### Exercise
Retype every one of the following rows exactly as they stand, leaving out the pictures.

--------------------------------

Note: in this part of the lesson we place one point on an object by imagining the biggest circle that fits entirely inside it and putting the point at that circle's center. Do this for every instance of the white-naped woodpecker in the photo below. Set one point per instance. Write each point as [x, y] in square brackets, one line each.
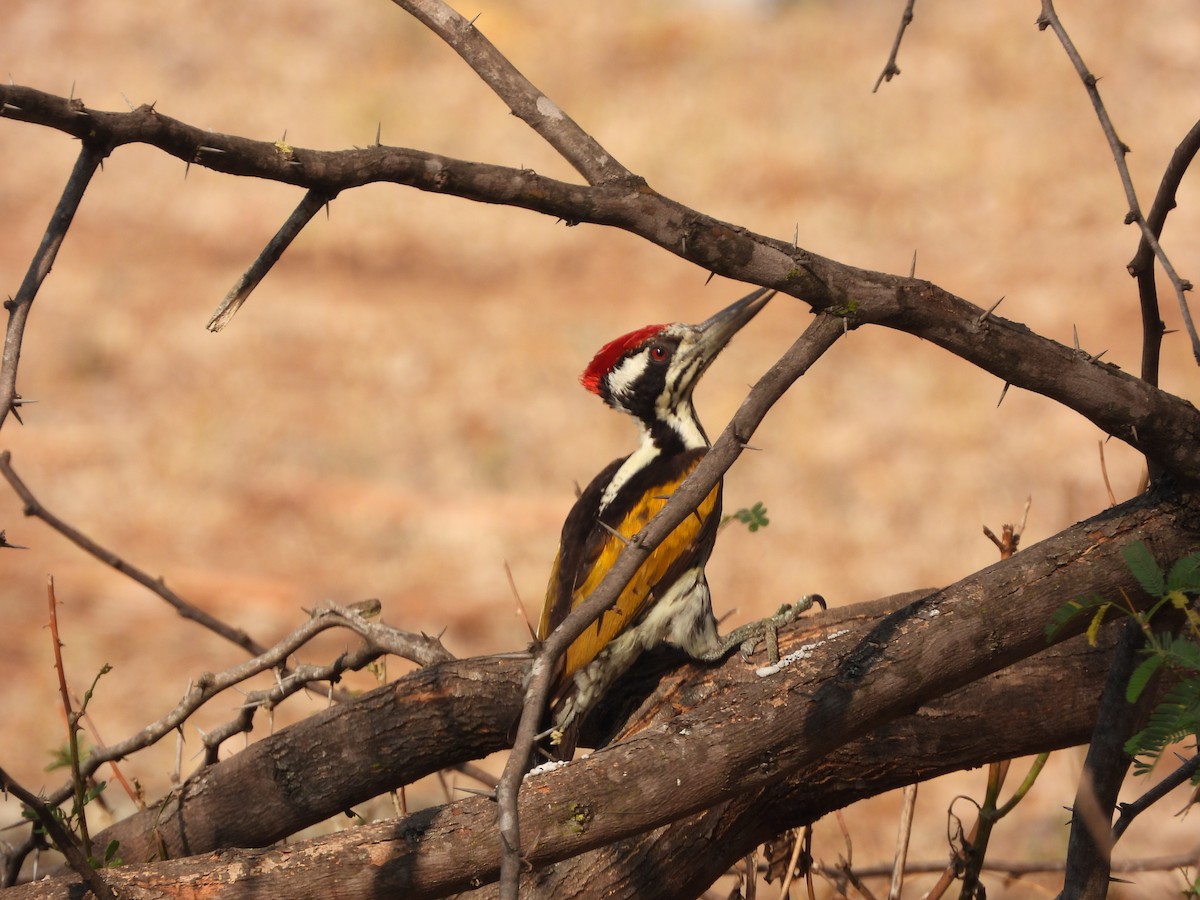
[648, 373]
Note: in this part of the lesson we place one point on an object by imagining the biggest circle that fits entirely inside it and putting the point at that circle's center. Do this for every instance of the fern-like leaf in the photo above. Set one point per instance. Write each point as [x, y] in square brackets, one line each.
[1186, 575]
[1145, 569]
[1071, 610]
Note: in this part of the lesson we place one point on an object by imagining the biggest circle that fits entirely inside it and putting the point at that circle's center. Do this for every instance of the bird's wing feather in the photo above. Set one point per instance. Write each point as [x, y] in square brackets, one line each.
[585, 557]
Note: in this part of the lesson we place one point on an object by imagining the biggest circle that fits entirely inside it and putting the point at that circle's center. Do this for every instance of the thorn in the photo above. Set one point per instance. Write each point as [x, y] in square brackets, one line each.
[613, 532]
[478, 792]
[4, 543]
[989, 311]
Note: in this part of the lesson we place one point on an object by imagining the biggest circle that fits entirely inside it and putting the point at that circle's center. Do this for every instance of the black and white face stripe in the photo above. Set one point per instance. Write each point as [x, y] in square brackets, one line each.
[654, 382]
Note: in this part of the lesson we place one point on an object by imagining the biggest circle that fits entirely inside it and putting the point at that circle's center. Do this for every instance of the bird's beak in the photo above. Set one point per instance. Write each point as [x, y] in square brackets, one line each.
[715, 331]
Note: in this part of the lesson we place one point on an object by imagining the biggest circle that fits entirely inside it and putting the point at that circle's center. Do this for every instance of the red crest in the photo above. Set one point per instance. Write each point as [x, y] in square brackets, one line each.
[607, 355]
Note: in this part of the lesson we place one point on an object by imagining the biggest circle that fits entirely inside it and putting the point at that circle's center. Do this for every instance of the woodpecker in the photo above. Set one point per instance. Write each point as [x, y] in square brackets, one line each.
[649, 375]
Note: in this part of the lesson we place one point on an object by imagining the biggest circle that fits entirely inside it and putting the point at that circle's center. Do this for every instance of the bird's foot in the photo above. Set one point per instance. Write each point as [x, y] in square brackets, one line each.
[766, 630]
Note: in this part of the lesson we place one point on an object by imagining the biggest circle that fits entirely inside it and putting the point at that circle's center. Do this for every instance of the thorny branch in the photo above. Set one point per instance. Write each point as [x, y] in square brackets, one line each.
[189, 611]
[419, 648]
[1161, 425]
[619, 199]
[91, 154]
[808, 349]
[540, 113]
[1141, 267]
[1049, 18]
[891, 70]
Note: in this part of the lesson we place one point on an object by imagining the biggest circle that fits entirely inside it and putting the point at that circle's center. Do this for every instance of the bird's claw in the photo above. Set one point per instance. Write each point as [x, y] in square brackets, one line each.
[766, 630]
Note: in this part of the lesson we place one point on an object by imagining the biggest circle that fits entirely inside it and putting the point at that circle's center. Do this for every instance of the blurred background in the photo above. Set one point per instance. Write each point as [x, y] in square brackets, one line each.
[395, 412]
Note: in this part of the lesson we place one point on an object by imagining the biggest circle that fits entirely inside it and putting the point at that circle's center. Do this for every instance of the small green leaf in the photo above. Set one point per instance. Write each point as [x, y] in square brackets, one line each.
[1141, 676]
[1145, 569]
[1093, 628]
[1186, 575]
[754, 517]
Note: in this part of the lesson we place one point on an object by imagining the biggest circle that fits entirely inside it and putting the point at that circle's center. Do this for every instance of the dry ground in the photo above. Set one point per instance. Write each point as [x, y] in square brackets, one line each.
[395, 413]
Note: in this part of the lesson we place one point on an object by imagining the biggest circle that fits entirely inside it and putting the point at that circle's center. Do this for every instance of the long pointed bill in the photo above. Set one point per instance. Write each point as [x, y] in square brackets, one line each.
[715, 331]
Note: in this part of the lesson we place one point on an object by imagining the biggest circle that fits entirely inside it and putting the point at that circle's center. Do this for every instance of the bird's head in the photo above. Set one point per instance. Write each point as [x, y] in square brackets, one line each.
[651, 372]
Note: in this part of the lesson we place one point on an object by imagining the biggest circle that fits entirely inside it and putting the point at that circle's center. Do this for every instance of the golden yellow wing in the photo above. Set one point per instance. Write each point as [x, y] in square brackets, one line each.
[685, 546]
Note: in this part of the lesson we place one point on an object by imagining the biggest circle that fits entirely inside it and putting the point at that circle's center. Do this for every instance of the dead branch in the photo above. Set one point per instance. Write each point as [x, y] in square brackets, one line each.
[853, 671]
[1049, 18]
[91, 154]
[1159, 425]
[189, 611]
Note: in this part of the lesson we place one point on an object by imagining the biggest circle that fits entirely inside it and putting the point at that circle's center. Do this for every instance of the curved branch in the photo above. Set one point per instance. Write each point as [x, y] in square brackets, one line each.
[1141, 265]
[1049, 19]
[91, 154]
[861, 672]
[1157, 424]
[534, 108]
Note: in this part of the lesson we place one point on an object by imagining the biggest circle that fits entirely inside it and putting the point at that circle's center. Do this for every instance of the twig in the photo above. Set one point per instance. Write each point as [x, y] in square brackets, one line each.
[63, 838]
[1049, 18]
[1015, 868]
[891, 70]
[799, 838]
[574, 144]
[821, 334]
[1090, 846]
[250, 280]
[209, 685]
[903, 835]
[1141, 265]
[91, 154]
[34, 508]
[1129, 811]
[1119, 403]
[77, 779]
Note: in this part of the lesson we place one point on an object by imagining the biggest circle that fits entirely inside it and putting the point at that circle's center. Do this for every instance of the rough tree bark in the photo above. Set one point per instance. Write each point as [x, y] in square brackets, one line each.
[717, 750]
[759, 754]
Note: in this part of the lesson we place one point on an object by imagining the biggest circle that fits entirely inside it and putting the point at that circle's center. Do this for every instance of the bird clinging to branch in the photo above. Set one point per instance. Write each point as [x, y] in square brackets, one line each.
[648, 373]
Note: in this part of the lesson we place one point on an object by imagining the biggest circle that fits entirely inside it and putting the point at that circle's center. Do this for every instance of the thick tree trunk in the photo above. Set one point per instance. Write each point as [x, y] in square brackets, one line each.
[747, 757]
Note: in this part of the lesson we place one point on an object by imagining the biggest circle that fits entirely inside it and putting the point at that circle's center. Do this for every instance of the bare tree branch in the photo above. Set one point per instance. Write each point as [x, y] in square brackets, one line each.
[865, 673]
[91, 154]
[303, 214]
[1141, 267]
[540, 113]
[1159, 425]
[891, 70]
[1090, 849]
[419, 648]
[1049, 18]
[189, 611]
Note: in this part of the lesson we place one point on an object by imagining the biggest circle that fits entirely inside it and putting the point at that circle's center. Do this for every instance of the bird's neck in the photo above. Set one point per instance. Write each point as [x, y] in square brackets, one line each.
[661, 438]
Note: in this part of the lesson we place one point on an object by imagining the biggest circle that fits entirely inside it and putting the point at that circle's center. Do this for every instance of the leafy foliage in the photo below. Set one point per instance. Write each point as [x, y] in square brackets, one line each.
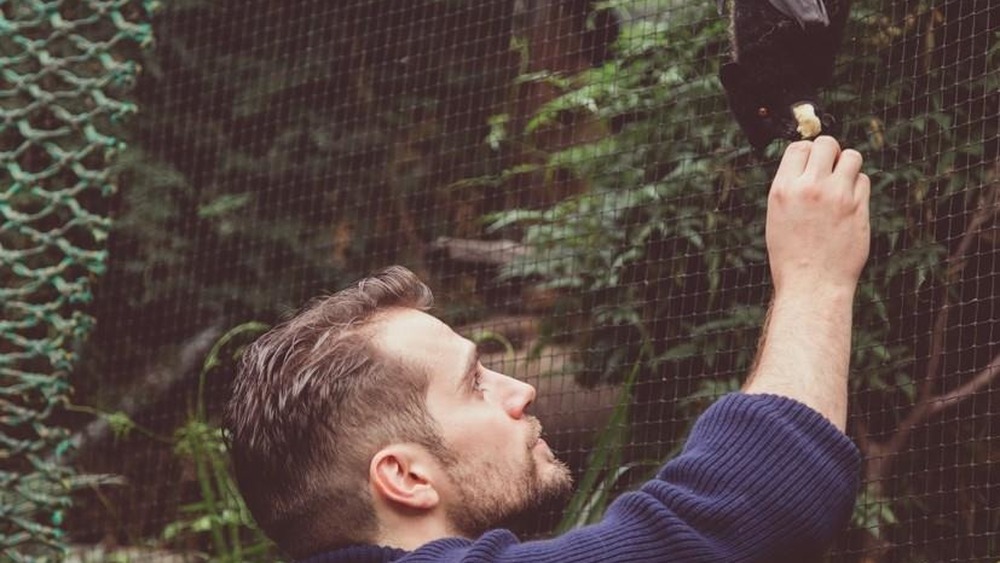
[665, 252]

--------------------------------

### Problem solution
Note: in this part of the lesson we place one point on an object by imagining the biggest circle that fits entirely inside it and putting the point at that circle's center. Do this for every instance of the white-naped woodpecker in the photo below. Set one point per instance. Write each point as [x, y] in square brackets, one line each.
[648, 373]
Note: in this part of the lesson we place one point on an object by imagining the biggest circle that fits entirely inside it and putting the point at that circle's center. Do this for every instance of the fern-like leaf in the photo above. Set one point per instance. Write each point as [x, y] in square brackets, one line each.
[1186, 575]
[1145, 569]
[1071, 610]
Note: in this part of the lesson we place one point on an object by imagining the biggest circle that fits entirely inside it and putting the point at that circle's center. Do this for every instance of the bird's wing feather in the photo above. Set one point per instance. Write each point as [x, y] in square brackets, one line each.
[585, 557]
Note: in this part of the lesson we place one point on an object by imagining the biggest circle that fits entirely inside it and putting the point at that circle's center. Do this for every instance of the thorn in the photo above. Set one point per instance. Write each point as [x, y] in square brackets, one line each.
[613, 532]
[478, 792]
[4, 543]
[989, 311]
Note: in this part of the lesson we place one point on an object by imagining the biggest circle that fits entirely inside it and putting the point at that circle's center. Do this for every instance of the black and white face stripe in the photo above. Set one point per instance. Write each point as [x, y] in square brackets, one line each.
[654, 382]
Note: in this part of the lesson we place one point on an object by imagining the biggest circle that fits entirely inside it and putting the point at that circle's center. Do this for every instance of the bird's beak in the photo above. Set one point per instance. Write each point as [x, y] in square brackets, one line each.
[715, 331]
Note: in this part of the lesson we place one point on an object by imagining the biggest circle that fits entirely inside it and putting the point at that circle's center. Do this for every instance of the red crest in the photo above. Set one point per instance. Write each point as [x, y] in square brackets, one line each.
[607, 355]
Note: in this part of the lesson we place one point on an object by imagining the biggest circle that fits entirely inside it and putting the point at that circle's center. Do this for every instance of the woodpecker in the photo above. Set one point per instance. Write each point as [x, y] in square brackets, one line each.
[649, 375]
Note: in this part of the lesson we place one point on an object by imagining the biggest circle that fits entirely inside it and putting the point at that circle's center. Do this for every instance of the bird's foot in the photo above. Set one point per instance. Write each point as [x, y] in square brackets, one line each.
[766, 630]
Note: in this part of the lesson we place one point on an object by imagining the biggest circle that fits entirely inside it and putting the point at that circle's center. Do this for every instance of the thorny branch in the photo above. Set one point per instance. Write each point as [x, y] in square brackets, one line each.
[189, 611]
[419, 648]
[1161, 425]
[619, 199]
[91, 154]
[808, 349]
[540, 113]
[1141, 267]
[1049, 18]
[891, 70]
Note: in this part of the lesson we place one point on an object by imagining the biggest circle that fits entirely inside it and putting the point at that circle's center. Do this for every instance of the bird's claw in the photo above. Set one point per instance. Write each point as [x, y] in square brackets, one line each.
[766, 630]
Note: in this part of the lesson we place one point on an object by imagining the biggest circle that fits entirely inside it and putting the point at that circle's center. Do this for every instance of the blurred background in the photo above. Set one point per instance. Write each point as [x, y] in square brackets, one line each.
[395, 412]
Note: in this part of the lesson we place one point on an object by imagining the biggest circle that fits entirely inside it and putting the point at that circle's center. Do this for every instance of the small green leaf in the photo above. Set one point per instance. Write each point as [x, y] in square brackets, one line each.
[1141, 676]
[1145, 569]
[1093, 628]
[1186, 575]
[754, 517]
Note: in this part of the lesson we place one point on an object by imagining the biggest circle that fits entirely inside it and putting the point at that circle's center. Do this for every instance of the dry ground in the photo above. Set one point per instance. Write each point as [x, y] in square brackets, one line each.
[395, 413]
Note: in this part of the lesson we place one point on an object by imagining the biggest circle that fits entirely inside it and putting the point at that circle's center. Do this for every instance of the long pointed bill in the photo above. Set one point per instance. Write each point as [x, y] in square brackets, one line each.
[715, 331]
Note: in this part of the lesson we place one point on an object by imagining the biggest circle that fits entirely inside it and putting the point at that circle's center. Do this for every instance of the bird's head in the photo above. Set one point per instance. Write each point as [x, y] in square brackets, one line each.
[651, 372]
Note: in this part of the lesson we place one point on an object by imagining the biggest circle that fits entirely inside it and putting the point at that circle's center. Do this for every instance of the golden yellow wing in the photo above. Set one point per instance. Write each point as [x, y] in square brackets, one line each.
[685, 546]
Note: in this part of the lesson we place one point on an object by imagining the biggest circle that fits entirely inside it and putting the point at that circle's center. Do this for every instance of the dead branch in the photo above. Set one point per instance. Write each point as [x, y] in square brackets, one line each.
[853, 671]
[1049, 18]
[91, 154]
[1159, 425]
[189, 611]
Note: in this part of the lesson we place one point on an object by imagining the biggest circle that fits entirely inside it and putting the point at that circle's center. Do this for every instance of the curved branch in the photo above. Set one point per instance. Write each point as [x, y] in square brackets, one line each.
[1141, 265]
[1049, 19]
[91, 154]
[861, 672]
[1157, 424]
[534, 108]
Note: in this part of the lesson we place one point on an object by imagining the biggest circle that fits entirely inside it and putting the point at that circle's center. Do this for every instance of the twig in the photo above. Set one point per instance. Write each point as [x, y] in square brackets, one line each.
[63, 838]
[1049, 18]
[1015, 868]
[891, 70]
[799, 838]
[574, 144]
[821, 334]
[1090, 846]
[250, 280]
[209, 685]
[903, 835]
[1141, 265]
[91, 154]
[34, 508]
[1129, 811]
[1119, 403]
[77, 779]
Note: in this part of the lesson we place one point on an object by imagining the biggest circle that fits entirely inside it and putting the point at that circle's center. Do this for every instance of the rough tree bark in the photo above. Set one point per instance. Write each point as [x, y] in square brackets, one line each.
[717, 750]
[759, 754]
Note: in this part of the lesson we place one point on an object by imagining the biggest circle that fits entirely inside it and putting the point at that circle's center. Do this for every instance of the bird clinging to branch in the photo above. Set one point per instance. Write each point as [x, y] in square brackets, one line each.
[648, 373]
Note: in this part of the lesson we place one point on an object by imagining the biggest circle that fits entirely inside it and putting the point at that circle's center. Do this for every instance of the thick tree trunk in the photo above. Set one point per instance. Write each point as [x, y] in square brackets, one line each.
[747, 757]
Note: in this part of the lesson we place one point on an object by imagining the biggest circle that fits entirely inside it and putting the point at that circle's center. Do this for every instance of the bare tree branch in the photo above. Set one point per instance. Write each point as [x, y] in square brackets, one line each.
[865, 673]
[91, 154]
[303, 214]
[1141, 267]
[540, 113]
[1159, 425]
[891, 70]
[1090, 849]
[419, 648]
[1049, 18]
[189, 611]
Note: in this part of the lesson we place one point on an object by imagining the biggest circle that fits entirely inside it and putting the point at that circle's center. Do this for every instance of the bird's neck in the photo above. Set one point per instance. Write each point as [x, y] in square brackets, one line each.
[661, 438]
Note: in this part of the lesson we place one point on an object by imagining the biggest circle that fits entirely inside it and putting the point at that circle's center. Do this for every instance of the leafy foliage in the photo below. Set one point per instance. Write each point as [x, y] in square brackets, one line each.
[665, 252]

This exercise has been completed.